(Dataset excerpts)
════════════════

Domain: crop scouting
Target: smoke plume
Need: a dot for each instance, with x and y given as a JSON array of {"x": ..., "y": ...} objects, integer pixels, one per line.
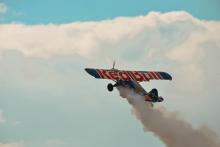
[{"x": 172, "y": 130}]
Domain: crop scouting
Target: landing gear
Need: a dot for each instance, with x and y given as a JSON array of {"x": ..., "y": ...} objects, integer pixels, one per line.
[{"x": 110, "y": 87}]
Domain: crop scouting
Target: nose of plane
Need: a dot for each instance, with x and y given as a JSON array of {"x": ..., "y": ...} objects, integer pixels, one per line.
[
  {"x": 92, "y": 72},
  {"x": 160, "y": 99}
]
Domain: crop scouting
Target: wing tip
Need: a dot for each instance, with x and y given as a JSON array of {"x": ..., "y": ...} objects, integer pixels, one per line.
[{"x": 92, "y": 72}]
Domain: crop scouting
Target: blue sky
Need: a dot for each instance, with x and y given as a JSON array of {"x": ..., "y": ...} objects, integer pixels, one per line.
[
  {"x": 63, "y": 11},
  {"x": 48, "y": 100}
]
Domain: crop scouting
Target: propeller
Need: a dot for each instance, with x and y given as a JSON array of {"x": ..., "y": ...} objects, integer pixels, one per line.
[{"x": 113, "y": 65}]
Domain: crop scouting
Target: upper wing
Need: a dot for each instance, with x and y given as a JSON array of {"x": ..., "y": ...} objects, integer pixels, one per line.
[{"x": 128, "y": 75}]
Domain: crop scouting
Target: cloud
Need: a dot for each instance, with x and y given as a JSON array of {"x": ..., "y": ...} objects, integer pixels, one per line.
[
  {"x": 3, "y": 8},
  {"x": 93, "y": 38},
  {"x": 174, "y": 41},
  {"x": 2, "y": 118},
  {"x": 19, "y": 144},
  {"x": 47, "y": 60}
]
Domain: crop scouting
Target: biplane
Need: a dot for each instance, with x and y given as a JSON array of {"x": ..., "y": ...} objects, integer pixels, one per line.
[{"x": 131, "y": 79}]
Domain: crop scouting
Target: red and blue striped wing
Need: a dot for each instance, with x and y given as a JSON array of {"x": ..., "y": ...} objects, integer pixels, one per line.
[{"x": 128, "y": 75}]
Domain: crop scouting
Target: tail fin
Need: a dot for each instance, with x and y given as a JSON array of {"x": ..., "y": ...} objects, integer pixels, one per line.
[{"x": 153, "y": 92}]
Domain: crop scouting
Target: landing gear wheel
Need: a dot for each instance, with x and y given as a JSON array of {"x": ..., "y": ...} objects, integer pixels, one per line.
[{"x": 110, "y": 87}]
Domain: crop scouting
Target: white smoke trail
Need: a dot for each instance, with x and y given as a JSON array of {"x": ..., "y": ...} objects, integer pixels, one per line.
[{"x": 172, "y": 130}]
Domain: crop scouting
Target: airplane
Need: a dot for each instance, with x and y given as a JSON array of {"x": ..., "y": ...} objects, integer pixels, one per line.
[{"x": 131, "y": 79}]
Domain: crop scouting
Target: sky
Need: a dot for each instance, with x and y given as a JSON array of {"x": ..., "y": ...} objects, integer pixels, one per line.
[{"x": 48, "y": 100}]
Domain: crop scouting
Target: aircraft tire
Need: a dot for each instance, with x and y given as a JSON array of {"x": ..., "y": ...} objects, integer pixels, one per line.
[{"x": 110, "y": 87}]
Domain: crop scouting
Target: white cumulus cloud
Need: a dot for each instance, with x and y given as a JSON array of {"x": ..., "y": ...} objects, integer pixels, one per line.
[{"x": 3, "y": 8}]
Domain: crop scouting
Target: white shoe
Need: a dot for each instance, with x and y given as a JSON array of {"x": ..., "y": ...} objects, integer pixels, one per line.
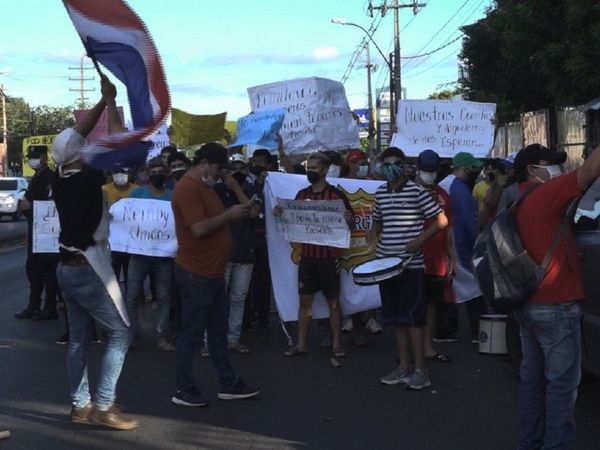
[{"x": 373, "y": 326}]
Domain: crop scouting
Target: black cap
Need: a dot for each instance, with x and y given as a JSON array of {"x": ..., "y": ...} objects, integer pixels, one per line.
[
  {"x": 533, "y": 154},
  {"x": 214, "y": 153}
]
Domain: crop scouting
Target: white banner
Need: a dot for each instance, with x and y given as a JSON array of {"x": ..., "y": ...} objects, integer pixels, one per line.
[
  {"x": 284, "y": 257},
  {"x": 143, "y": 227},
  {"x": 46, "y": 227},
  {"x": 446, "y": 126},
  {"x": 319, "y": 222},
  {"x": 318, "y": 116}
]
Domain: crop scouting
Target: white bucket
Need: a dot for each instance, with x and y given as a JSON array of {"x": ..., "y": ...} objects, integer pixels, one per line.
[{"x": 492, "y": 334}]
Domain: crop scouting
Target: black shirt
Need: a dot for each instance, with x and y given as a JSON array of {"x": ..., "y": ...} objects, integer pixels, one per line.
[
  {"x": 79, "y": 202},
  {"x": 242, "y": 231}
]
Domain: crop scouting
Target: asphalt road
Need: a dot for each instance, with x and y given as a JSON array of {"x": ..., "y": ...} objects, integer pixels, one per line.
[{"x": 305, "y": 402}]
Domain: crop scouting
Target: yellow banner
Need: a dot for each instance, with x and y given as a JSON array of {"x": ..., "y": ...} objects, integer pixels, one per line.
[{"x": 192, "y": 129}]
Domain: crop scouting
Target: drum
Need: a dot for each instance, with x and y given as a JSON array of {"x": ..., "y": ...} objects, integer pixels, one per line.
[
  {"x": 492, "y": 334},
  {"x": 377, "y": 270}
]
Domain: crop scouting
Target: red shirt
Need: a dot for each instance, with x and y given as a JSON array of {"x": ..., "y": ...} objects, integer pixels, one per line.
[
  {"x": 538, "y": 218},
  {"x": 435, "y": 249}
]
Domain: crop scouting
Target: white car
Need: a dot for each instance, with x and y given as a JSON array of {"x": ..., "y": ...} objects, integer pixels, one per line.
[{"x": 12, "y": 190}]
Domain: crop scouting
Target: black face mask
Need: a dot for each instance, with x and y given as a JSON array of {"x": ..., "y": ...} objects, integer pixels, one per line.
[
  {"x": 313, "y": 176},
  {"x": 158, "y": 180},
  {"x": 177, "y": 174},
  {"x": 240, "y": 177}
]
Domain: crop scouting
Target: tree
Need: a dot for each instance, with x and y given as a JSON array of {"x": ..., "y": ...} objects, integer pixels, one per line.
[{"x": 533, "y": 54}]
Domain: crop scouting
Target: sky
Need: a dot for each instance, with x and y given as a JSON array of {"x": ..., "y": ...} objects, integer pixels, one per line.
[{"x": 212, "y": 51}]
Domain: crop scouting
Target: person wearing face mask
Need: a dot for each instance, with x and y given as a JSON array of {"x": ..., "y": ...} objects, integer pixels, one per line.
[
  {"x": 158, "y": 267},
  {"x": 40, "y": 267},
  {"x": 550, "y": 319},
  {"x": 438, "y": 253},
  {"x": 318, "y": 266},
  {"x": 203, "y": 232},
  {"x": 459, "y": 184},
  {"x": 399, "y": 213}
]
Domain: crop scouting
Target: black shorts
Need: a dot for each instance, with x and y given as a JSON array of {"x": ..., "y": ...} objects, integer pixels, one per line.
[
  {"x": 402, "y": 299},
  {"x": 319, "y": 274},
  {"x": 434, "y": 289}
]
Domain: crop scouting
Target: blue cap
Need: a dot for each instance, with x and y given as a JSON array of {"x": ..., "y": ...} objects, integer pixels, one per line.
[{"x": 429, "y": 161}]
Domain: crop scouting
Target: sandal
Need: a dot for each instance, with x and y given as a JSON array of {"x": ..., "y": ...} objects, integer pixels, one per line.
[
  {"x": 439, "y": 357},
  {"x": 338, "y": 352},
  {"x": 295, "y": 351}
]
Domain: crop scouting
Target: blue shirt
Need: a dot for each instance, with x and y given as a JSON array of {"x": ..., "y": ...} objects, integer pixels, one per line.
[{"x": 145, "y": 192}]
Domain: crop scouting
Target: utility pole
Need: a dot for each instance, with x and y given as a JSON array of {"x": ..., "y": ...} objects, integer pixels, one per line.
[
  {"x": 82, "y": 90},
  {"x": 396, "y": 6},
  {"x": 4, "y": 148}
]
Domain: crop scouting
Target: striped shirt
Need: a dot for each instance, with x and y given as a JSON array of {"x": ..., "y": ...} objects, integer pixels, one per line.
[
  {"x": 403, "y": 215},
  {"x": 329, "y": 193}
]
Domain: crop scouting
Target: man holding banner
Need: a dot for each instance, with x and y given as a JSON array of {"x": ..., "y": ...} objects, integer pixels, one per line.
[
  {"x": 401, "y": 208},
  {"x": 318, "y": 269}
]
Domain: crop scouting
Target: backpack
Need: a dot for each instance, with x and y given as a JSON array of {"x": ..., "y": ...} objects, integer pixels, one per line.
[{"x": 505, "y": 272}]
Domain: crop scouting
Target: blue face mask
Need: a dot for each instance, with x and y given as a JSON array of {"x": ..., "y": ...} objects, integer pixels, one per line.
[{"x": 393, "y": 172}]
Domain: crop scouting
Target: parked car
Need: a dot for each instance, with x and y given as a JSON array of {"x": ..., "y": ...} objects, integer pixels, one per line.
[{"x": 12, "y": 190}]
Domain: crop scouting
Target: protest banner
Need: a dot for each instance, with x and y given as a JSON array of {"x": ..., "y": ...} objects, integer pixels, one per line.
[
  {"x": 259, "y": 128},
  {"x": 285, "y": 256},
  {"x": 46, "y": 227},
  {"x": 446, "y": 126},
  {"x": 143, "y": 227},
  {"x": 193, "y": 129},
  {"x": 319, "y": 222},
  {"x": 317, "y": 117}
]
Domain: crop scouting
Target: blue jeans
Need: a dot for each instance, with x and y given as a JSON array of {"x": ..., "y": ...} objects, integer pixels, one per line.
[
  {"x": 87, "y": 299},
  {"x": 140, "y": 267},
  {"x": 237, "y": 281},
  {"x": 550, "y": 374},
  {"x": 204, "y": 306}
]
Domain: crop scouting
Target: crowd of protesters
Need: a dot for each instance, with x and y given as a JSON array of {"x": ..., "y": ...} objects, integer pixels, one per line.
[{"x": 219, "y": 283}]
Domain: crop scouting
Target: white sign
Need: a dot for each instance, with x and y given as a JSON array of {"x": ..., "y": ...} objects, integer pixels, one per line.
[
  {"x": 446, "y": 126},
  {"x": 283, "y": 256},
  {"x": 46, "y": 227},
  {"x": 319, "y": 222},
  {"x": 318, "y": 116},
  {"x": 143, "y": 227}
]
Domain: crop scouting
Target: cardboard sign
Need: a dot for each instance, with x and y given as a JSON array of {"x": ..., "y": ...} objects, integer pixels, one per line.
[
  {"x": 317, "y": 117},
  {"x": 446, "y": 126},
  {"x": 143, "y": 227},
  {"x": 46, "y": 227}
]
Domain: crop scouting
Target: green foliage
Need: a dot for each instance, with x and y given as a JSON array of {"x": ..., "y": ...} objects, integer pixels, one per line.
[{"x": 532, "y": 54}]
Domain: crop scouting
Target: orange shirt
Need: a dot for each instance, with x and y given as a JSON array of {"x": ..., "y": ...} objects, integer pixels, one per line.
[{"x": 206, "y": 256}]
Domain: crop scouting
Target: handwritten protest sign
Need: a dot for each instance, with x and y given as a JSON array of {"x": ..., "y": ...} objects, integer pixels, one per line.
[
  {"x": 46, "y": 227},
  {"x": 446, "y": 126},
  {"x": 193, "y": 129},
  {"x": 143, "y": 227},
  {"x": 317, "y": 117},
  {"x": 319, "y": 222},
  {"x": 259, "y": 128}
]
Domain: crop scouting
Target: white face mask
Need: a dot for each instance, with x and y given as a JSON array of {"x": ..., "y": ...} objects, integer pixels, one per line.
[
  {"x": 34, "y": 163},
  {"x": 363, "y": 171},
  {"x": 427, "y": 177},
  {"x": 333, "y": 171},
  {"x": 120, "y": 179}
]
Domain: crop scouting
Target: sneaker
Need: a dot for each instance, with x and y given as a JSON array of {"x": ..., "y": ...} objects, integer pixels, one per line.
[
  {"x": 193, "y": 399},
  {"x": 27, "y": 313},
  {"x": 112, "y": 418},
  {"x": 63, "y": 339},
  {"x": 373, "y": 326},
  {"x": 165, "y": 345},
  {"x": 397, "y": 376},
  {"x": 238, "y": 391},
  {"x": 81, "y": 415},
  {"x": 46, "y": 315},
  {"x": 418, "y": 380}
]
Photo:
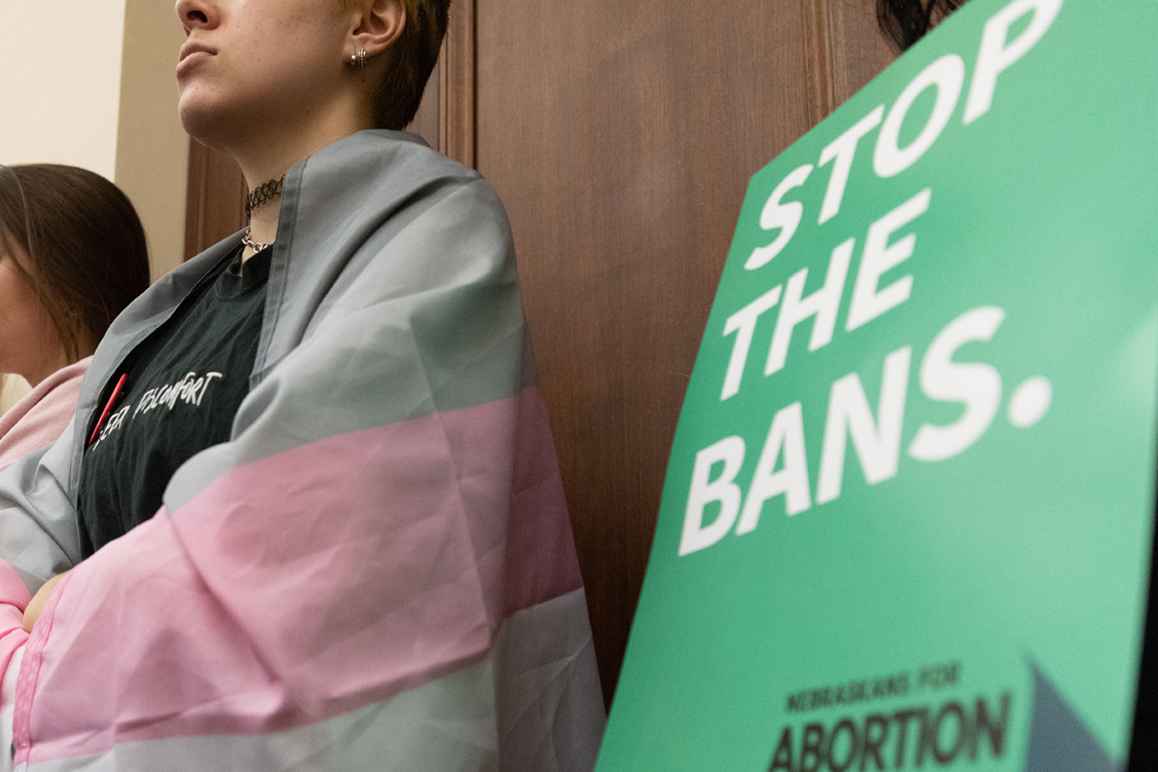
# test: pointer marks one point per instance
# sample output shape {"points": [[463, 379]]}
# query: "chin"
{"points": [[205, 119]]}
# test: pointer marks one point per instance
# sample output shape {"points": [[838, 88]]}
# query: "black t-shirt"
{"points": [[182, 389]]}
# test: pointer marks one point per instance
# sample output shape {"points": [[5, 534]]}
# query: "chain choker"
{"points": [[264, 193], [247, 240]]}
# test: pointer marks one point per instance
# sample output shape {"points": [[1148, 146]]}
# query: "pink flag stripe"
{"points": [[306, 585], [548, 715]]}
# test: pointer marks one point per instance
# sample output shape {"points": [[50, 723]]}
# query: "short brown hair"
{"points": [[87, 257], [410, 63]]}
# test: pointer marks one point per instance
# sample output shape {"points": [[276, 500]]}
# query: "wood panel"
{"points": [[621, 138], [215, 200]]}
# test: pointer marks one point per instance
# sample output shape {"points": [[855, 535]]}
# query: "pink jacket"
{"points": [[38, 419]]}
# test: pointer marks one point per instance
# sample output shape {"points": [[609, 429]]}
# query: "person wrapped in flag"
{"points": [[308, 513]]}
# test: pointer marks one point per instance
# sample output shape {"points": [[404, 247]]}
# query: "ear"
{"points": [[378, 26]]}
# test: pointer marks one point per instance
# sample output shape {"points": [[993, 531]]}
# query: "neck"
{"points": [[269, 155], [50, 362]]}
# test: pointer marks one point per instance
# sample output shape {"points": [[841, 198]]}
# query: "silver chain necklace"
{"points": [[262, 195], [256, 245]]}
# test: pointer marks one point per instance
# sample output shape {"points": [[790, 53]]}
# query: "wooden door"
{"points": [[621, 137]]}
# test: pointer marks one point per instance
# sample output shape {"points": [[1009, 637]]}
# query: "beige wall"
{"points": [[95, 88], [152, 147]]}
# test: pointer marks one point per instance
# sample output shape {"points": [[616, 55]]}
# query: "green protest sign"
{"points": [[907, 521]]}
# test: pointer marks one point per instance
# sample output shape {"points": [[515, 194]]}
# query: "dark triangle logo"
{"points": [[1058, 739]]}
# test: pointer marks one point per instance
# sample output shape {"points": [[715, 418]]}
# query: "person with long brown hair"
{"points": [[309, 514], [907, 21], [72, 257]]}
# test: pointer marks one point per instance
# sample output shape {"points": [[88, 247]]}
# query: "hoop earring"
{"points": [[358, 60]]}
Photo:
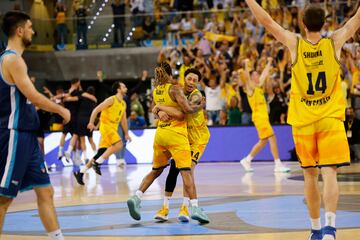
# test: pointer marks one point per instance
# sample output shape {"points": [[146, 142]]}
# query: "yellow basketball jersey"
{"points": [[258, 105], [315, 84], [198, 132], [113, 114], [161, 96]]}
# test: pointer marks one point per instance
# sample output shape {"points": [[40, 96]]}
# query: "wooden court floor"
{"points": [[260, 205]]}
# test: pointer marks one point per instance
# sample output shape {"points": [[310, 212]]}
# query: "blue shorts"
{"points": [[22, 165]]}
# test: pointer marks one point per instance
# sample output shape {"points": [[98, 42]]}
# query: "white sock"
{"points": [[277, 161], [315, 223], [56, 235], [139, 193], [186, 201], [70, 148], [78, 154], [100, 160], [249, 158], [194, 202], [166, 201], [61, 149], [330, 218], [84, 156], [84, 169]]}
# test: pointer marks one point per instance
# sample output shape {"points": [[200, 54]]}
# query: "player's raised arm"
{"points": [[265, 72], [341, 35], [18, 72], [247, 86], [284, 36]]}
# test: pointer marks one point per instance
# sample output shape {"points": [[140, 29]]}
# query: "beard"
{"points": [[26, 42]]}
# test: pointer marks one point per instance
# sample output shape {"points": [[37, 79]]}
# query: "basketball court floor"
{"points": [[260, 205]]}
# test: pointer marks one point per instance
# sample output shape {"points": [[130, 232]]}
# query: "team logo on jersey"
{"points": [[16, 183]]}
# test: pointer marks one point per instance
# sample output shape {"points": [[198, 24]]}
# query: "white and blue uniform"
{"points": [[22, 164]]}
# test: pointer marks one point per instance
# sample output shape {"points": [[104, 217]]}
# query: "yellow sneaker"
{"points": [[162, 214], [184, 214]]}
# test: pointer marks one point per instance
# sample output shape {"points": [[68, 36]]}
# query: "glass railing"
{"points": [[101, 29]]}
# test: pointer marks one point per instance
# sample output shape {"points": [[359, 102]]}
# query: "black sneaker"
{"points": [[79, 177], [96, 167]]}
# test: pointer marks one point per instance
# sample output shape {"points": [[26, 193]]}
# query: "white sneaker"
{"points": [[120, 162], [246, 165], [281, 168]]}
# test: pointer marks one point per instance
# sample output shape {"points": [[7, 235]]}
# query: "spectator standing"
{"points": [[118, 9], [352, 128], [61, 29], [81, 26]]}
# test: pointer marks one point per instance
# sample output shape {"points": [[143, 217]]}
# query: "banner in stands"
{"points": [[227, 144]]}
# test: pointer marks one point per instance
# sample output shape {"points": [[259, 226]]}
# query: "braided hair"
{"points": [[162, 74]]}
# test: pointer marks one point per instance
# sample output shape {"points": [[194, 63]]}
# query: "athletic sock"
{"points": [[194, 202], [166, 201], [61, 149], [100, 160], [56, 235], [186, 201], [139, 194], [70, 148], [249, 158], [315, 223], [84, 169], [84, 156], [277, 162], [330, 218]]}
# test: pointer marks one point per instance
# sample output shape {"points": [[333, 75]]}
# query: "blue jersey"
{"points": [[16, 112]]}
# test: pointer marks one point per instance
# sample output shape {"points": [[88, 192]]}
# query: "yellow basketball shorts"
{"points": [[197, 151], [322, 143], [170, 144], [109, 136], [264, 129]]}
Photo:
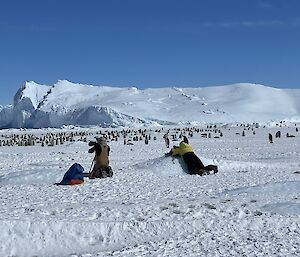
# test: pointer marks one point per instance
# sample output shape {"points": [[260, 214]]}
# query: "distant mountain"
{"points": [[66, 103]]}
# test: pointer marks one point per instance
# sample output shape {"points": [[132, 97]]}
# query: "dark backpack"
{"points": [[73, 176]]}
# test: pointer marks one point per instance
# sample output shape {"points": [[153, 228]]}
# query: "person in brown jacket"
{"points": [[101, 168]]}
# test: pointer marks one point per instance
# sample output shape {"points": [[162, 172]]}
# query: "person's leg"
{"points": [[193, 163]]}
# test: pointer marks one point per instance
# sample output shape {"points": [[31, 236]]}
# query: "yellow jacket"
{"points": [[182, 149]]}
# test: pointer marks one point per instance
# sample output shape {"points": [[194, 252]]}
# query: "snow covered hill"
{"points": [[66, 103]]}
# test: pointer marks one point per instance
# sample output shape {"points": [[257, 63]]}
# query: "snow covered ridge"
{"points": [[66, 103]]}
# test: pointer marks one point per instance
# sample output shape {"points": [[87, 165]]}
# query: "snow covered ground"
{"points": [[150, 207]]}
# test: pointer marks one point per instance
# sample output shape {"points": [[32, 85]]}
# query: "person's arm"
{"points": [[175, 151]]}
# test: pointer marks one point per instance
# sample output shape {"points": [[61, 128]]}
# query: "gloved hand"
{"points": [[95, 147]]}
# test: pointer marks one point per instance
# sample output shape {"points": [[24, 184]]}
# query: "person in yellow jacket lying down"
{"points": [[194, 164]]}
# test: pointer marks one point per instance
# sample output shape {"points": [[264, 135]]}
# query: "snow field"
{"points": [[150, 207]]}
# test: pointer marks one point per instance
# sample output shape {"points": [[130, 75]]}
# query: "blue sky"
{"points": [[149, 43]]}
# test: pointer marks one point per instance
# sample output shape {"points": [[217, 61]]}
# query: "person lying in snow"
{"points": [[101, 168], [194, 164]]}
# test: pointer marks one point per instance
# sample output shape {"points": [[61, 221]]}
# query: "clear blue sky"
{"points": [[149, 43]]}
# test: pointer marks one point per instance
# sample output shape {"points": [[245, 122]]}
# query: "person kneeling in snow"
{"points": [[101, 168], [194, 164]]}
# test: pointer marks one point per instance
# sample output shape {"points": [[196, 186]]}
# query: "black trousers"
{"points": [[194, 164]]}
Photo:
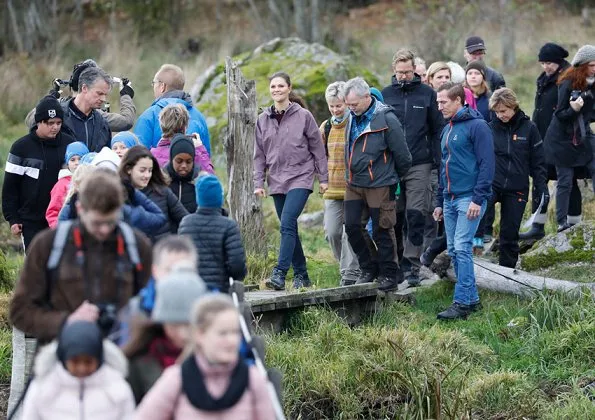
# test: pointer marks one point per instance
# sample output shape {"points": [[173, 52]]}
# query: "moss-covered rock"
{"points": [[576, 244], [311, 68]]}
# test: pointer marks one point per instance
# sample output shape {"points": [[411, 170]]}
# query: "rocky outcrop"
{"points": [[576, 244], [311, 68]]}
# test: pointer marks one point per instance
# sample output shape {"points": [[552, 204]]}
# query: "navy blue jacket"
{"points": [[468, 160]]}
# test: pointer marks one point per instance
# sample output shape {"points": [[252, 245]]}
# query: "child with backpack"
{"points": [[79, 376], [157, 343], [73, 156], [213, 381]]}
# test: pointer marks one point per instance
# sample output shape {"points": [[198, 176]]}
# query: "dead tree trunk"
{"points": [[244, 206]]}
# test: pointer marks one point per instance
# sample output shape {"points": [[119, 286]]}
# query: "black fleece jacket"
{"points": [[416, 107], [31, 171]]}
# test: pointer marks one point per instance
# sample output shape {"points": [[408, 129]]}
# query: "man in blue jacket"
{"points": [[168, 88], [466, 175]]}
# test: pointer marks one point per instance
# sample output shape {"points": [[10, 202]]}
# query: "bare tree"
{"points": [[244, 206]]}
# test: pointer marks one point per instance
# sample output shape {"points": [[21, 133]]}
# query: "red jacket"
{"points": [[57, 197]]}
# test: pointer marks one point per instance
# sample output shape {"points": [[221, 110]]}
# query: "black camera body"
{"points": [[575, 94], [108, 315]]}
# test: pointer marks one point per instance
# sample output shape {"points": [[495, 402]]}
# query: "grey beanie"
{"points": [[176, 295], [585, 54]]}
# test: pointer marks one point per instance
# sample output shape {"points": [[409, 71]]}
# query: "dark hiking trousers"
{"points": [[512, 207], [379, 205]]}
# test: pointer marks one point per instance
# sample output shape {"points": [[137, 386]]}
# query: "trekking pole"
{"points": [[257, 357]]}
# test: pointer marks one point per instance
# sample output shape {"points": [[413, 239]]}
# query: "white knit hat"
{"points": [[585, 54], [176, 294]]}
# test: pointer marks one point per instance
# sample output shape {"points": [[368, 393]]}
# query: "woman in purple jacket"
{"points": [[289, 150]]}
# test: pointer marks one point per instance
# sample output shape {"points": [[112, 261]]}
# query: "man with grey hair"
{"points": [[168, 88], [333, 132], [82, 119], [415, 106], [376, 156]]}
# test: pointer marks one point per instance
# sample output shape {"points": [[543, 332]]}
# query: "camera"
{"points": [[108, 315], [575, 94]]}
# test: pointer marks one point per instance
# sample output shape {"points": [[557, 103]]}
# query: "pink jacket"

════════════════

YOUR INSTRUCTIONS. State the number of lines in the records that hold the string "cloud", and add nothing.

OUTPUT. 2